Start of PROVIDED DATA
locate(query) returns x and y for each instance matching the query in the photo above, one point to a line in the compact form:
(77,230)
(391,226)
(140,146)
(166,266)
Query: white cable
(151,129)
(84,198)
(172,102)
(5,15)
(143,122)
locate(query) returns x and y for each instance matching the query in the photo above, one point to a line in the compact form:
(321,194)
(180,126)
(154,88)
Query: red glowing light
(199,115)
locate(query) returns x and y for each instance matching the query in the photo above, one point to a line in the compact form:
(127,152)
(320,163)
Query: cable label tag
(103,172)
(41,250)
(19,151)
End of PROVIDED DATA
WHAT YOU ARE ASKED TO DO:
Your answer should consist of every record, restated exactly.

OUTPUT:
locate(query) returns x and y for each instance matching the query in the photo above, one point to a line in the compact form:
(77,230)
(391,226)
(140,146)
(166,266)
Query: white cable
(151,129)
(84,198)
(172,102)
(5,15)
(143,122)
locate(query) returns x and y for each instance matching the query in the photo above, one point to a line in the compact form:
(321,194)
(180,126)
(154,88)
Query: red glowing light
(199,115)
locate(query) returns x and y for each instance matching the query in the photo above, one point to a line in the compact form:
(127,152)
(320,163)
Query: cable label tag
(103,172)
(41,250)
(19,151)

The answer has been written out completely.